● Problem to work on
Transcribe every record verbatim; no pictures.
★ ★ ★
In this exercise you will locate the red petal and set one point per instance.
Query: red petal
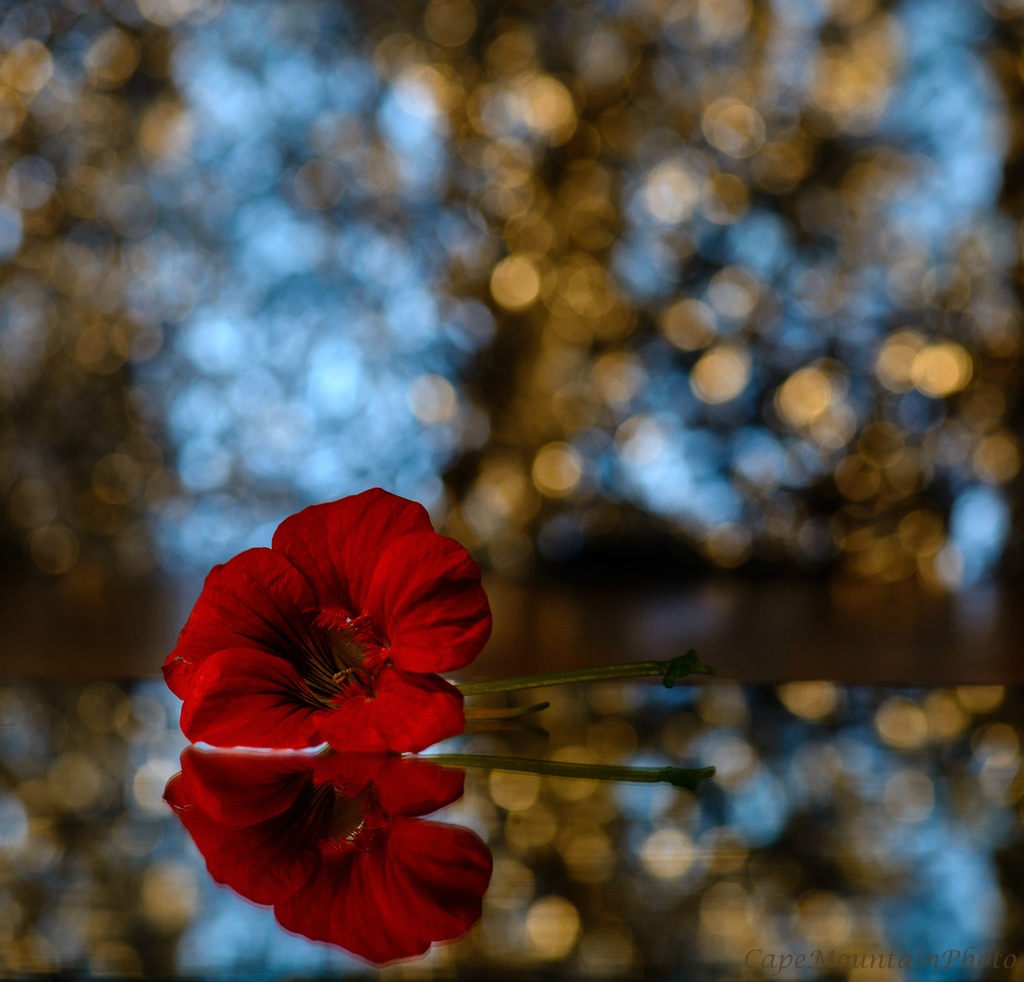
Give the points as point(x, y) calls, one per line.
point(263, 861)
point(337, 546)
point(409, 714)
point(421, 883)
point(245, 787)
point(256, 600)
point(403, 786)
point(426, 595)
point(244, 697)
★ ★ ★
● Reply to the task
In this exercise you will locate the red petal and set one point per instance.
Query: red petal
Give the points as point(x, y) calls, one per line.
point(263, 861)
point(337, 546)
point(409, 714)
point(421, 883)
point(245, 787)
point(256, 600)
point(403, 786)
point(426, 595)
point(244, 697)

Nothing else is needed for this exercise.